**Directions**
Select every line in the records below that contains the string "knit", matching case exactly, and copy each of those lines.

(Collection entries)

------------------------------------

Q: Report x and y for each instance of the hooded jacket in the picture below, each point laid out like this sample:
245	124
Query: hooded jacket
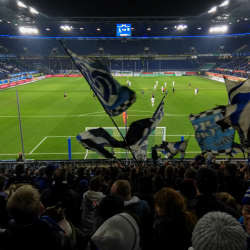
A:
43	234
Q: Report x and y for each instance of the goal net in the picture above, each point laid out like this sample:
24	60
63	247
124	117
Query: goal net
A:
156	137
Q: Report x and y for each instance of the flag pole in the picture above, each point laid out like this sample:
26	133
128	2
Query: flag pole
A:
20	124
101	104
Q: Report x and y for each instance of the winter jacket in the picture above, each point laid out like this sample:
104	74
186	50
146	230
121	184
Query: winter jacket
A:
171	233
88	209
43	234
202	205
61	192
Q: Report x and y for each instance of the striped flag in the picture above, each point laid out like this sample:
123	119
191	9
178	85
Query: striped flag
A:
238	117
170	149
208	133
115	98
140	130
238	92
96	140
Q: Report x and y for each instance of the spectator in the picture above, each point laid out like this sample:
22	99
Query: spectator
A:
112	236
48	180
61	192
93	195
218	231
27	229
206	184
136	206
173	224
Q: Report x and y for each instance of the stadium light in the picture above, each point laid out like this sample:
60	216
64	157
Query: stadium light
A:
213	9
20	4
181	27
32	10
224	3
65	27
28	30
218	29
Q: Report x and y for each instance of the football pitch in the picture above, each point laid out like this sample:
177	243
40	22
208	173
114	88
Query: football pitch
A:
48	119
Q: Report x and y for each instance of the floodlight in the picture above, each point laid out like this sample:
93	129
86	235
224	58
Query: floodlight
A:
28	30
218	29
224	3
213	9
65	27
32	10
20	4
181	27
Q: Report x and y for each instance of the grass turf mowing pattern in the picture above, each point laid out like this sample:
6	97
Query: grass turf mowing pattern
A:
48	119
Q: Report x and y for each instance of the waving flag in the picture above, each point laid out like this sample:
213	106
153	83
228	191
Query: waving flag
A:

------------------------------------

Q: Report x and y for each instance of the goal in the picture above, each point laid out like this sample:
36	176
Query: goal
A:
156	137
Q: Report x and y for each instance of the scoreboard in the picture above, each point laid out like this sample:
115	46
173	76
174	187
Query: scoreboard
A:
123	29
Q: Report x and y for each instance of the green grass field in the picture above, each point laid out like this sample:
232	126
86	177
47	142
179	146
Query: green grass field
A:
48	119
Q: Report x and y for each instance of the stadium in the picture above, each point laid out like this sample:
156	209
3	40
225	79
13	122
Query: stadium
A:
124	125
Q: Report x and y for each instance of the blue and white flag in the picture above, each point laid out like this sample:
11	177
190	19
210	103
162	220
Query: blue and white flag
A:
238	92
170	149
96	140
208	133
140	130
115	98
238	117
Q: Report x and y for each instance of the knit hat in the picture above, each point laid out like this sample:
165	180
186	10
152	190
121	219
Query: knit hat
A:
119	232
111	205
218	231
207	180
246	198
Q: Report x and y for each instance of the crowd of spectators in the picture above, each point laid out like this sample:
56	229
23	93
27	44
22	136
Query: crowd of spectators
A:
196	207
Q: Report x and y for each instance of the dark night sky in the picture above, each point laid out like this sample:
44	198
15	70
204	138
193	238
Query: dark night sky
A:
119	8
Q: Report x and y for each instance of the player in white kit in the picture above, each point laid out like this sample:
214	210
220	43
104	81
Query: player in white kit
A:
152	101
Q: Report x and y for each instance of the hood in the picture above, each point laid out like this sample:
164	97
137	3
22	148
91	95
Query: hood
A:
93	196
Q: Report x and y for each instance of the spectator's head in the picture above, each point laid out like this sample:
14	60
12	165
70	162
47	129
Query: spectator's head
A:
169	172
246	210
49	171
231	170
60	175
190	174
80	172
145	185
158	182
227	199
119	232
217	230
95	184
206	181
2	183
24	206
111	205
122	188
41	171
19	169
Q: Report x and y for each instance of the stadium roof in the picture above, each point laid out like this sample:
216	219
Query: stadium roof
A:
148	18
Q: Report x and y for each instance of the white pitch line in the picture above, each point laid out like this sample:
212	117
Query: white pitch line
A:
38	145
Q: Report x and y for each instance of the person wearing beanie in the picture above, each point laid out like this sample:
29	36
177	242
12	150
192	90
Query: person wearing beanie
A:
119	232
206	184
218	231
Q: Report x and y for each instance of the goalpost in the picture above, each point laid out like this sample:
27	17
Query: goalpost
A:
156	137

------------------------------------

**Solution to the problem**
Q: Report x and y for each instance of the knit hat in the picture above, each point laid out like this sample:
Query: knit hat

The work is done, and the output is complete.